**YOUR TASK:** In the article below on the Ravens' rookie inside linebackers, why did Baltimore need to rebuild that position from the ground up? Answer in one to three sentences.

After losing C.J. Mosley to free agency a year ago and Josh Bynes and Patrick Onwuasor this offseason, Baltimore needed to rebuild it’s inside linebacker corps from the ground up. This is where Patrick Queen and Malik Harrison come in.
Queen was projected by many to be selected ahead of Oklahoma’s Kenneth Murray in the first round. Murray was selected with the 23rd pick by the Los Angeles Chargers and even Texas Tech’s Jordyn Brooks was selected before Queen by the Seattle Seahawks just one pick before Baltimore’s. Harrison was widely viewed as a second-round prospect as well and the Ravens selected him with one of the last picks of the third round.
The rookie duo gives Baltimore a little bit of everything at the inside linebacker position.
Queen is a new-age linebacker with his sideline-to-sideline speed and ability to drop into zone coverage with similar fluidity to that of a safety. Harrison on the other hand is a more traditional linebacker. At 247 pounds, Harrison is a thumper in the run game. He displays the ability to handle the dirty work against blockers, often making the play on the ball carrier himself or redirecting him after blowing up a block.
Let’s take a look at some examples of what both players do best and how they perfectly complement each other as running mates.
The above clip against Wisconsin shows Harrison’s strength as he stops #65 dead in his tracks, snapping his head back from the force of the hit. This leaves the running back nowhere to go inside as #65 is pushed backwards, leading to another player making the tackle. This type of play won’t show up on the stat sheet and might not even be noticed on the broadcast angle, but good linebacker play can often go unnoticed.
Below is another example of Harrison completely stonewalling an offensive lineman, this time the pulling center #61. Harrison sees the pulling lineman and crashes down to fill the gap, pushing the center back into the path of the running back, derailing the play design and leading to another player making the tackle again.
This next clip shows Harrison quickly closing the hole on the running back by simply overpowering the left guard #68 and walking him back into the A-gap where the running back is.
What Harrison lacks in athleticism and speed, he makes up for with intelligence, discipline, and physicality. While he isn’t necessarily poor in coverage, his stiffness limits his ability to effectively cover ground in zone coverage like a modern inside linebacker needs to in the NFL.
Harrison’s best work is the dirty work. But where there is thunder, there is lightning - and that is where Queen comes in. Harrison will allow the speedy 230-pound Queen to roam more freely and make impact plays.
This first clip against Alabama shows off the sideline-to-sideline speed that Queen possesses. Queen is able to limit the amount of damage the speedy future first-round WR Jaylen Waddle can do once he reaches the edge. That type of speed to the sideline is perfect for today’s game where offenses are more creative and explosive than ever.
Above was one of the biggest plays in LSU’s 46-41 victory over the Crimson Tide in 2019. Queen initially covers the underneath drag route before reading quarterback Tua Tagovailoa and dropping back to make the interception. A crucial play in the outcome of the game. Queen’s fluidity and natural feel for dropping into coverage is on full display here.
The two linebackers should feed off of each other and quickly make an impact behind the behemoth of a defensive line that the Ravens have built up front with Brandon Williams, Calais Campbell, and Derek Wolfe. Queen and Harrison will go together like peanut butter and jelly for years to come in Baltimore.

**INPUT DATA:**
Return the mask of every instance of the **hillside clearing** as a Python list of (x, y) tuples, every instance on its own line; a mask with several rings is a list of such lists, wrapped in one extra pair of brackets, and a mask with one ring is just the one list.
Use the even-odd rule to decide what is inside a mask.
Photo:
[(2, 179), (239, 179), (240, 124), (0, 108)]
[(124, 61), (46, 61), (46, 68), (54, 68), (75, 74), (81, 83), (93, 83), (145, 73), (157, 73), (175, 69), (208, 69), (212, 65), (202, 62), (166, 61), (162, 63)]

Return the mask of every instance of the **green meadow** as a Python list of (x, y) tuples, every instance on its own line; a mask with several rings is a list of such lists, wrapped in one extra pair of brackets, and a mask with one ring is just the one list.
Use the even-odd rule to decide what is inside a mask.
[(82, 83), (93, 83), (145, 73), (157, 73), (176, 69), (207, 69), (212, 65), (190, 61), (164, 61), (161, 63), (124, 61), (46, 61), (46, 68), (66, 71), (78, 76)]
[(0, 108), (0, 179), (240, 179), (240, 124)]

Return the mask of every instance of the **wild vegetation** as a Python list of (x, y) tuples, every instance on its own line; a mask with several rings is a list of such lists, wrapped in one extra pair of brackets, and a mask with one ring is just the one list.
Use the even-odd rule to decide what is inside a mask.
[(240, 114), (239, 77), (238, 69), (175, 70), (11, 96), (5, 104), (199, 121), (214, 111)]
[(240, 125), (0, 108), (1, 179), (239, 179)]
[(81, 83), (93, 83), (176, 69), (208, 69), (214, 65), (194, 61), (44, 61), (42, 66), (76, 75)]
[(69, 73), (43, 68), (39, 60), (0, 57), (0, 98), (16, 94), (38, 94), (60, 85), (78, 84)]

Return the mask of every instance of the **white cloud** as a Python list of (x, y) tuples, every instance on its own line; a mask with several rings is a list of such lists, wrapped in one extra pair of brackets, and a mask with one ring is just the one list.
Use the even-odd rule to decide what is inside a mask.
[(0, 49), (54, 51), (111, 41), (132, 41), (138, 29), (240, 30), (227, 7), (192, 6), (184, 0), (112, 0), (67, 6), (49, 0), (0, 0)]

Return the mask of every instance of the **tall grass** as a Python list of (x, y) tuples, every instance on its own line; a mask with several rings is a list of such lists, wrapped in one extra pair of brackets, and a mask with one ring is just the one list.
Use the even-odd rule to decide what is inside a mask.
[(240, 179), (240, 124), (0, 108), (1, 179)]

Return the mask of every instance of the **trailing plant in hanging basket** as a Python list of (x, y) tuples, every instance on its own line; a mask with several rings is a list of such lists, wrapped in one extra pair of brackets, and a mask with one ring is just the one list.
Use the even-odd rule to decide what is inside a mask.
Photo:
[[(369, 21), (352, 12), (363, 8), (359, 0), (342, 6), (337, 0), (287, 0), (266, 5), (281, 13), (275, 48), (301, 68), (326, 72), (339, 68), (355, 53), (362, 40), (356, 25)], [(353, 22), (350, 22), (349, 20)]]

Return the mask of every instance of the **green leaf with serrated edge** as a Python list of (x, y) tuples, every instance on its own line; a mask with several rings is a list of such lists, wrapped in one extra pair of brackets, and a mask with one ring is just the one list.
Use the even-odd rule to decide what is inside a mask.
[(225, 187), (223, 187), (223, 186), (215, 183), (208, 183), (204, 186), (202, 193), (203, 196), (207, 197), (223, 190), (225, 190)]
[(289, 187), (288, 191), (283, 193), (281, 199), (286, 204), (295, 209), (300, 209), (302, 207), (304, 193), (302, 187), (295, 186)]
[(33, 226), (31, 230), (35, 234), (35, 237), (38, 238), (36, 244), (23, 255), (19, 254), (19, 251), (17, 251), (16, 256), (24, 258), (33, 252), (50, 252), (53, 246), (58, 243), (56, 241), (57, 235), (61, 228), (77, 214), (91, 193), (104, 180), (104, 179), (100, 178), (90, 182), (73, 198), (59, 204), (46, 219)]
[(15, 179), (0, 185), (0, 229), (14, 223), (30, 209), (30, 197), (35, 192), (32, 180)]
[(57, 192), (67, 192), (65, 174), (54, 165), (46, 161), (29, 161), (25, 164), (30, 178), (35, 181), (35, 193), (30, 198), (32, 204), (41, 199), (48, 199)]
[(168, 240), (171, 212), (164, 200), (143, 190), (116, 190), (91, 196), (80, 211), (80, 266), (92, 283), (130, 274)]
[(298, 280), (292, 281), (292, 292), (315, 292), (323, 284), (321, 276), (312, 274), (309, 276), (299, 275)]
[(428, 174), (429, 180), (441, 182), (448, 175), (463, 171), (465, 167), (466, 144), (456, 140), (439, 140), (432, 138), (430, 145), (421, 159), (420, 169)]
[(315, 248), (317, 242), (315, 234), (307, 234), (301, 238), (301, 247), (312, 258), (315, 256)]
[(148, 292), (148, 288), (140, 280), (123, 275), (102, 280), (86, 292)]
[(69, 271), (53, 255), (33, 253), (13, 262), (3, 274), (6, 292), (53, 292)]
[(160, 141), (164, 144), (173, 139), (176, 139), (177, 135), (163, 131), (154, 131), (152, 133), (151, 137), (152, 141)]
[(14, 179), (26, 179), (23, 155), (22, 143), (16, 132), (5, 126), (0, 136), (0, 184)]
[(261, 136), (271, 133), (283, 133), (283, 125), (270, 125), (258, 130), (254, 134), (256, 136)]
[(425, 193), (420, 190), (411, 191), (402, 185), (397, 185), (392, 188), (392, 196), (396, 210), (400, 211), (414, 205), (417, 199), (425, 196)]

**RESPONSE TO THIS TASK:** Baltimore lost C.J. Mosley to free agency a year earlier. It then lost Josh Bynes and Patrick Onwuasor this offseason. Patrick Queen and Malik Harrison are the players brought in to rebuild the group.